Required work
a. In the news report on the hospital inspection, who leads the federal team?
b. Translate this sentence from the news report on the hospital inspection into Spanish: "The group arrived unannounced on Sept. 9 for a complete resurvey of the facility."

Source passage: Begin

A five-member team from the U.S. Centers for Medicare and Medicaid Services that’s doing a top-to-bottom inspection of the Commonwealth Health Center entered its seventh day yesterday with no major issues being raised so far.
Commonwealth Healthcare Corp. interim CEO Esther Muña confirmed with Saipan Tribune yesterday that the federal team, led by survey certificate and enforcement branch manager Rufus Arther, remains on island and continues to monitor the operation of the hospital.
The group arrived unannounced on Sept. 9 for a complete resurvey of the facility.
Compared to the initial survey in September 2012, the Medicare team has so far not raised any major concern or deficiency they may have uncovered since the first day of their inspection last week.
CHC was sanctioned with three immediate jeopardy statuses after the September 2012 survey due to serious deficiencies uncovered only in the first two days of the team’s inspection.
According to Muña, she expects the exit conference with the federal group to take place within a day or two.
“The team is still on island and we expect them to finish tomorrow [Wednesday] or the next day. None yet being raised,” Muña said.

Source passage: End
Recorded information: Begin

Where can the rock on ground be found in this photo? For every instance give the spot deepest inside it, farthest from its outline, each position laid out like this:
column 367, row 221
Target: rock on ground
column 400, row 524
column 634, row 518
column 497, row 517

Recorded information: End

Results for the exercise
a. Rufus Arther, the survey certificate and enforcement branch manager.

b. El grupo llegó sin previo aviso el 9 de septiembre para realizar una nueva inspección completa de la instalación.